Stored records →
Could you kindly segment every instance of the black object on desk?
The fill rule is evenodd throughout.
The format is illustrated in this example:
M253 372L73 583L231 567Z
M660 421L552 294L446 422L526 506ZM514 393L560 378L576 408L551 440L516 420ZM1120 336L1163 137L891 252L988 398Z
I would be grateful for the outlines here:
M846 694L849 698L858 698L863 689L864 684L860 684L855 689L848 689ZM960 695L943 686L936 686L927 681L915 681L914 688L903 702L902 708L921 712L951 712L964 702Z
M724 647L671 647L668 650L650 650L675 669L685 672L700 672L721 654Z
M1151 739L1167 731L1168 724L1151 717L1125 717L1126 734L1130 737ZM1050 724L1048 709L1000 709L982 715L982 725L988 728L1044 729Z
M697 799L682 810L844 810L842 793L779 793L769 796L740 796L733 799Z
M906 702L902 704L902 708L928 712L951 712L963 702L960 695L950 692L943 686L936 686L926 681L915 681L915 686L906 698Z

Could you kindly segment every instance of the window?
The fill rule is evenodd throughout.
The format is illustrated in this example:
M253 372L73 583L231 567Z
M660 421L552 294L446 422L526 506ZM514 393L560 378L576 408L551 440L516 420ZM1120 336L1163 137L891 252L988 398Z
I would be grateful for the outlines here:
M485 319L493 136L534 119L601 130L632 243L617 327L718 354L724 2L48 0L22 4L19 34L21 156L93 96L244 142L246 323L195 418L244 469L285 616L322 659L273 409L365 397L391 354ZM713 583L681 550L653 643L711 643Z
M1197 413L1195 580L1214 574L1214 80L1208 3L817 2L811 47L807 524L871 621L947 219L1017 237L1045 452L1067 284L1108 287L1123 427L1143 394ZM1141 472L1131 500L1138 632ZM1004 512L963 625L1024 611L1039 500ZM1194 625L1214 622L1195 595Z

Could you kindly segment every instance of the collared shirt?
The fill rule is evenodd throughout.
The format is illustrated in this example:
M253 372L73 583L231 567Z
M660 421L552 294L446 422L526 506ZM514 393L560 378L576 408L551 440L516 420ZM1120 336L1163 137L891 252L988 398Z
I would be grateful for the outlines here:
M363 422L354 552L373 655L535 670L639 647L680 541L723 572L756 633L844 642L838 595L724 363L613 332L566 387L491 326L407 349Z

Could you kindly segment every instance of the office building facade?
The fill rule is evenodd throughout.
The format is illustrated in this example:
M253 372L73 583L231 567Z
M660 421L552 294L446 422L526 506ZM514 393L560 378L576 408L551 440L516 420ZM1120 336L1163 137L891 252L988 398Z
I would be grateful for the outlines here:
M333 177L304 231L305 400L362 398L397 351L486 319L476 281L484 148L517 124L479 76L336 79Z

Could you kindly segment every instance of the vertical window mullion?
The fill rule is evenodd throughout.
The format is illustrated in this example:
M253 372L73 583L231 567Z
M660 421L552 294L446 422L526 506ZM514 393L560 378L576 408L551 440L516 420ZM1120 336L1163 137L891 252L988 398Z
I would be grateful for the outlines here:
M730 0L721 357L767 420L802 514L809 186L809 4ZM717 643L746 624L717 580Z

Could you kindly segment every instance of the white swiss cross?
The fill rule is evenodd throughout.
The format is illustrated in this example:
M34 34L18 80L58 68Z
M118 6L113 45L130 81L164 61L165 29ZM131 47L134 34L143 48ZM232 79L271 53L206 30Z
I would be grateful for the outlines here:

EXERCISE GOAL → Where does the string "instance" occur in the data above? Copy every line that holds it.

WRITTEN SOLUTION →
Could you kindly segment every instance of the black object on desk?
Could you kindly segment every instance of the window?
Could you kindly segment every instance of the collared shirt?
Could you kindly segment every instance of the office building facade?
Could you kindly segment every instance of the vertical window mullion?
Could you kindly segment every instance of the white swiss cross?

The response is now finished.